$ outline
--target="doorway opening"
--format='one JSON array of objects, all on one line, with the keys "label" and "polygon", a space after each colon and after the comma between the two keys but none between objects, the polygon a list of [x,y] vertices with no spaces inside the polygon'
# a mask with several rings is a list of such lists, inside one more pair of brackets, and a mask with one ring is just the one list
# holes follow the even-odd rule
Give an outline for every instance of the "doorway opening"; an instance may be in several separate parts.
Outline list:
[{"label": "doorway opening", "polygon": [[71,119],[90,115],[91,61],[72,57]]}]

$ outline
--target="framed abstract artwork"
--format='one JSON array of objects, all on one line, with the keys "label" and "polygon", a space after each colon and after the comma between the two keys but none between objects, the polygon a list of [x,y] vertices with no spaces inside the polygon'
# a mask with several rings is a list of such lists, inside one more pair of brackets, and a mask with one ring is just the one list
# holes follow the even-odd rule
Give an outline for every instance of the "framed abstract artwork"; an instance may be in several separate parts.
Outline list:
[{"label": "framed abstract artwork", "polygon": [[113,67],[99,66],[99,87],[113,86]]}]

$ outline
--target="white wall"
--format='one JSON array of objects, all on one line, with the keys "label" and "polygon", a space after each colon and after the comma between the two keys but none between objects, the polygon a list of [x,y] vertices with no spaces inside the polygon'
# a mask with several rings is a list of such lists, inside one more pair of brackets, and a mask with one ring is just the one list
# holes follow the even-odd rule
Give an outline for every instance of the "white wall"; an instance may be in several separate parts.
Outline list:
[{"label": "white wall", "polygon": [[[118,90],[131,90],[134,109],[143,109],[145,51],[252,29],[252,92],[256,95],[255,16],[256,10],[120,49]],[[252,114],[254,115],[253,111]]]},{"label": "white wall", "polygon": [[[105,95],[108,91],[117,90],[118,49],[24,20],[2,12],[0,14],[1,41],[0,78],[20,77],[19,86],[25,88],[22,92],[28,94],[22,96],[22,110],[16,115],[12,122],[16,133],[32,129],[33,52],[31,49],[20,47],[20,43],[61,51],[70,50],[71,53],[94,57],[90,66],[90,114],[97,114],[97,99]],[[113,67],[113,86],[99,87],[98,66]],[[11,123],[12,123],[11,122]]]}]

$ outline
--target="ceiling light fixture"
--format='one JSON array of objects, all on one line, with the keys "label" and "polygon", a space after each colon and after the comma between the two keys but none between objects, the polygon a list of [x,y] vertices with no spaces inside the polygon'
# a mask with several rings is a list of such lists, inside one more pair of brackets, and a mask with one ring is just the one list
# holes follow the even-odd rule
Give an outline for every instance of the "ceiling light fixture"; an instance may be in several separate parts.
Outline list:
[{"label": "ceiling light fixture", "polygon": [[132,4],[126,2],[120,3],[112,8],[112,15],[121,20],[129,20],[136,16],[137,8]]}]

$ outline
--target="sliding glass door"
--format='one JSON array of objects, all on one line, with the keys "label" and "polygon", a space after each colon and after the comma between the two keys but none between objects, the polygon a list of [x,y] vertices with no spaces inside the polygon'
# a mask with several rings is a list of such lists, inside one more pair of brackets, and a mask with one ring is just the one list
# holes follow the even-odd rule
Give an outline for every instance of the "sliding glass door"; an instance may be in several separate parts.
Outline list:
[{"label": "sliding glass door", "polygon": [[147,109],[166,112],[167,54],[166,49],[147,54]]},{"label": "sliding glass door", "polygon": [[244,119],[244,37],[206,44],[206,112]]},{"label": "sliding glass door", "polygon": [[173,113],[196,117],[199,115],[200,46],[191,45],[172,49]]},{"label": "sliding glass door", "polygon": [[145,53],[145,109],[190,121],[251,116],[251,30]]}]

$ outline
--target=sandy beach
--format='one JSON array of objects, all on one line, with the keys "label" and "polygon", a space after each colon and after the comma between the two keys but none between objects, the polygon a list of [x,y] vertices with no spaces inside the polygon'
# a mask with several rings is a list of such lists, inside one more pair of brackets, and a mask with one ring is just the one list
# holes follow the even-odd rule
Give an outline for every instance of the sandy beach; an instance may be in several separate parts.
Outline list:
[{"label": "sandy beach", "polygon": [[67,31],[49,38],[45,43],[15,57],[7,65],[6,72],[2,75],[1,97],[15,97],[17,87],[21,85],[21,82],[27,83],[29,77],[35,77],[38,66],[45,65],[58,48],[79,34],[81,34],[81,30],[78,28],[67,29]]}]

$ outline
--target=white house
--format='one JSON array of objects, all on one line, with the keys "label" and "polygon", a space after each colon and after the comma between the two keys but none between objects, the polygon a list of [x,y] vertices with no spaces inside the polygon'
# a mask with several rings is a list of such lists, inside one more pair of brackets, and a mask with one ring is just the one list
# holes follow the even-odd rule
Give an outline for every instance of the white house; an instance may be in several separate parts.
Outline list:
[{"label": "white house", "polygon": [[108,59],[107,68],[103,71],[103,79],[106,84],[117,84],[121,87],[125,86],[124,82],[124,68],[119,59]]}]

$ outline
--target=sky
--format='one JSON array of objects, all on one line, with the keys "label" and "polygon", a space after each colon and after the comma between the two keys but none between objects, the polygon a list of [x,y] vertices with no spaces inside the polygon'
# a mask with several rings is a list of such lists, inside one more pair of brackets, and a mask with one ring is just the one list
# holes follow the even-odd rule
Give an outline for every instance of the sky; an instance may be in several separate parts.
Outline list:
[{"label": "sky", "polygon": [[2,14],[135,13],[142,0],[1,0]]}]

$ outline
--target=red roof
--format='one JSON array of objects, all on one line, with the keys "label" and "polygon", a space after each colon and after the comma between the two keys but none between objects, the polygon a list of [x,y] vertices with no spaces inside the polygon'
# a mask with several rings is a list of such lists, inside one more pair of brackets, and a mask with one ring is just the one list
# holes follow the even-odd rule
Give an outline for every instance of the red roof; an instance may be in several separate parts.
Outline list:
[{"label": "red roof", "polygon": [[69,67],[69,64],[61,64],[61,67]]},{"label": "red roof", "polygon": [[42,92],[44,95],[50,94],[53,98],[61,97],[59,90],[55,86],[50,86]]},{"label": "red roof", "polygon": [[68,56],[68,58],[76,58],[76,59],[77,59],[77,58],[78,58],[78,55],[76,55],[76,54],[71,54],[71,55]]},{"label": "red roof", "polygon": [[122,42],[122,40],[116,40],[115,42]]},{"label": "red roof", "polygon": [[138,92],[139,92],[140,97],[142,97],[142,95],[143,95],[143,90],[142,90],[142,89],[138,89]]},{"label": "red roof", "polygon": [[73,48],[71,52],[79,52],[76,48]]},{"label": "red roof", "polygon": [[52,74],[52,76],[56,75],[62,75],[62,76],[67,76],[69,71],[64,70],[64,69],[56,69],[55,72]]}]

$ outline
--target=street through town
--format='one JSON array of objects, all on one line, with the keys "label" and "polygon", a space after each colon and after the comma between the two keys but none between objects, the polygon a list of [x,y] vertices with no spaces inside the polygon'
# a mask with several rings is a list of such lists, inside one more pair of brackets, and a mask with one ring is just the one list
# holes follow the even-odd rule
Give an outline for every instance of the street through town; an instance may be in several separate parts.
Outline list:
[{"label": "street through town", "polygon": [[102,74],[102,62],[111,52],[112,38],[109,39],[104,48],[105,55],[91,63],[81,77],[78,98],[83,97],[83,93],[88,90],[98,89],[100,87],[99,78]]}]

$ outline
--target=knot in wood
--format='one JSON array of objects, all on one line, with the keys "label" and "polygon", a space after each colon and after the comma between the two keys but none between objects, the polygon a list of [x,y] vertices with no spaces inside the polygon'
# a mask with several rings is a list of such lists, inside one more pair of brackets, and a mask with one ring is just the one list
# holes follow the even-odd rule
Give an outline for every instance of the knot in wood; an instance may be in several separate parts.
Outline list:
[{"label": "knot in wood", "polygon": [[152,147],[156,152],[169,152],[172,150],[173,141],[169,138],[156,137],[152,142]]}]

= = = = =

Short problem: Please quote every record above exactly as it appears.

Final result:
$ outline
--target="doorway opening"
--format='one JSON array of objects, all on one line, with the keys "label" and "polygon", a space after each colon and after the comma between the two keys but none between objects, the polygon a list of [x,y] vertices with no spaces inside the polygon'
# a mask with several rings is a list of such lists, inside one more pair of brackets, and a mask with one ring is just the one list
# holes follow the even-odd rule
Give an outline for every instance of the "doorway opening"; an instance may be in several separate parts.
Outline list:
[{"label": "doorway opening", "polygon": [[71,119],[90,115],[91,61],[72,57]]}]

$ outline
--target="framed abstract artwork"
--format='one JSON array of objects, all on one line, with the keys "label" and "polygon", a space after each colon and after the comma between the two keys but none between objects, the polygon a list of [x,y] vertices with no spaces inside the polygon'
# a mask with several rings is a list of such lists, inside one more pair of brackets, and a mask with one ring is just the one list
# holes follow the even-odd rule
Give an outline for every instance of the "framed abstract artwork"; an instance may be in several separate parts.
Outline list:
[{"label": "framed abstract artwork", "polygon": [[113,67],[99,66],[99,87],[113,86]]}]

$ outline
--target="white wall"
--format='one JSON array of objects, all on one line, with the keys "label" and "polygon", a space after each colon and after the comma between the two keys but none between objects, the polygon a list of [x,y] vertices with no spaces inside the polygon'
# a mask with several rings is a list of such lists, inside one more pair of brackets, and a mask with one ring is just the one list
# holes follow the even-odd rule
Give an outline for every instance of the "white wall"; an instance may be in several separate parts.
Outline list:
[{"label": "white wall", "polygon": [[[118,90],[131,90],[134,109],[143,109],[145,51],[252,29],[252,92],[256,95],[255,16],[256,10],[120,49]],[[252,114],[254,115],[253,111]]]},{"label": "white wall", "polygon": [[[105,95],[108,91],[117,90],[118,49],[24,20],[2,12],[0,14],[1,41],[0,78],[20,77],[19,86],[25,88],[22,92],[28,94],[22,96],[22,110],[16,115],[12,122],[16,133],[32,129],[33,52],[31,49],[20,47],[20,43],[61,51],[70,50],[71,53],[94,57],[90,66],[90,114],[97,114],[97,99]],[[113,67],[113,86],[99,87],[98,66]],[[11,123],[12,123],[11,122]]]}]

$ outline
--target="ceiling light fixture"
--format='one JSON array of objects, all on one line, with the keys "label" and "polygon", a space after each colon and after the comma between the two keys but none between objects, the polygon a list of [x,y] vertices with no spaces inside the polygon'
# a mask with several rings is a list of such lists, inside one more pair of brackets, and a mask with one ring is just the one list
# holes follow the even-odd rule
Give an outline for every instance of the "ceiling light fixture"; an instance may be in several separate parts.
Outline list:
[{"label": "ceiling light fixture", "polygon": [[132,4],[126,2],[120,3],[112,8],[112,15],[121,20],[129,20],[136,16],[137,8]]}]

$ outline
--target="sliding glass door"
--format='one JSON array of objects, all on one line, with the keys "label" and "polygon", a space after each colon and after the comma between the two keys but none between objects, the polygon a list of [x,y] vertices with no spaces inside the polygon'
# a mask with several rings is a list of such lists, inside one more pair of brackets, and a mask with one ring is just the one list
# holes follow the even-odd rule
Give an outline for every instance of the "sliding glass door"; an instance may be in several separate parts.
Outline list:
[{"label": "sliding glass door", "polygon": [[147,109],[166,112],[167,54],[166,49],[147,54]]},{"label": "sliding glass door", "polygon": [[244,119],[244,37],[206,44],[206,112]]},{"label": "sliding glass door", "polygon": [[173,113],[196,117],[199,115],[200,46],[191,45],[172,49]]},{"label": "sliding glass door", "polygon": [[145,53],[145,109],[190,121],[251,116],[251,30]]}]

$ outline
--target=sandy beach
--format='one JSON array of objects, all on one line, with the keys "label" and "polygon", a space after each colon and after the comma between the two keys but none between objects, the polygon a list of [x,y] vertices with no spaces inside the polygon'
# a mask with several rings is a list of such lists, inside one more pair of brackets, and a mask with one ring is just the one list
# holes follow the even-odd rule
Give an outline for every instance of the sandy beach; an instance may be in several separate parts.
Outline list:
[{"label": "sandy beach", "polygon": [[67,31],[49,38],[45,43],[15,57],[7,65],[6,72],[2,75],[1,97],[15,97],[17,87],[21,85],[21,82],[27,83],[29,77],[35,77],[38,66],[45,65],[58,48],[79,34],[81,34],[81,30],[78,28],[67,29]]}]

$ outline
--target=white house
--format='one JSON array of objects, all on one line, with the keys "label" and "polygon", a space after each colon and after the comma between the two keys but none between objects, the polygon a list of [x,y] vertices with no spaces inside the polygon'
# a mask with several rings is a list of such lists, inside one more pair of brackets, and a mask with one ring is just the one list
# holes follow the even-odd rule
Give an outline for every instance of the white house; an instance may be in several separate parts.
Outline list:
[{"label": "white house", "polygon": [[108,59],[107,68],[103,71],[103,79],[106,84],[117,84],[121,87],[125,86],[124,82],[124,68],[119,59]]}]

$ outline
--target=sky
--format='one JSON array of objects, all on one line, with the keys "label" and "polygon", a space after each colon and after the comma between the two keys but none between objects, the polygon a list of [x,y] vertices with no spaces inside the polygon'
# a mask with several rings is a list of such lists, inside one more pair of brackets, and a mask with one ring is just the one list
# holes follow the even-odd rule
Give an outline for every instance of the sky; an instance may be in several separate parts.
Outline list:
[{"label": "sky", "polygon": [[2,14],[135,13],[142,0],[1,0]]}]

$ outline
--target=red roof
--format='one JSON array of objects, all on one line, with the keys "label" and "polygon", a space after each colon and after the comma between the two keys but none between objects, the polygon a list of [x,y] vertices with no spaces inside the polygon'
# a mask with several rings is a list of such lists, inside one more pair of brackets, and a mask with one ring is just the one list
# holes follow the even-odd rule
Give an outline for every instance of the red roof; an instance may be in several separate parts.
Outline list:
[{"label": "red roof", "polygon": [[69,67],[69,64],[61,64],[61,67]]},{"label": "red roof", "polygon": [[42,92],[44,95],[50,94],[53,98],[61,97],[59,90],[55,86],[50,86]]},{"label": "red roof", "polygon": [[68,56],[68,58],[76,58],[76,59],[77,59],[77,58],[78,58],[78,55],[76,55],[76,54],[71,54],[71,55]]},{"label": "red roof", "polygon": [[122,42],[122,40],[116,40],[115,42]]},{"label": "red roof", "polygon": [[138,92],[139,92],[140,97],[142,97],[142,95],[143,95],[143,90],[142,90],[142,89],[138,89]]},{"label": "red roof", "polygon": [[73,48],[71,52],[79,52],[76,48]]},{"label": "red roof", "polygon": [[52,74],[52,76],[56,75],[62,75],[62,76],[67,76],[69,71],[64,70],[64,69],[56,69],[55,72]]}]

$ outline
--target=street through town
--format='one JSON array of objects, all on one line, with the keys "label" and "polygon", a space after each colon and after the comma between the two keys but none between objects, the polygon a list of [x,y] vertices with no spaces inside the polygon'
# a mask with several rings is a list of such lists, inside one more pair of brackets, and a mask with one ring is just the one list
# holes follow the even-odd rule
Give an outline for every instance of the street through town; an instance may be in several separate parts.
Outline list:
[{"label": "street through town", "polygon": [[102,74],[102,62],[111,52],[112,38],[109,39],[104,48],[105,55],[91,63],[81,77],[78,98],[83,97],[83,93],[88,90],[98,89],[100,87],[99,78]]}]

$ outline
--target=knot in wood
--format='one JSON array of objects, all on one line, with the keys "label" and "polygon", a space after each colon and after the comma between the two keys but none between objects, the polygon a list of [x,y] vertices with no spaces inside the polygon'
# a mask with several rings is a list of such lists, inside one more pair of brackets, and a mask with one ring is just the one list
# holes follow the even-odd rule
Give an outline for every instance of the knot in wood; an instance may be in several separate parts.
Outline list:
[{"label": "knot in wood", "polygon": [[152,147],[156,152],[169,152],[172,150],[173,141],[169,138],[156,137],[152,142]]}]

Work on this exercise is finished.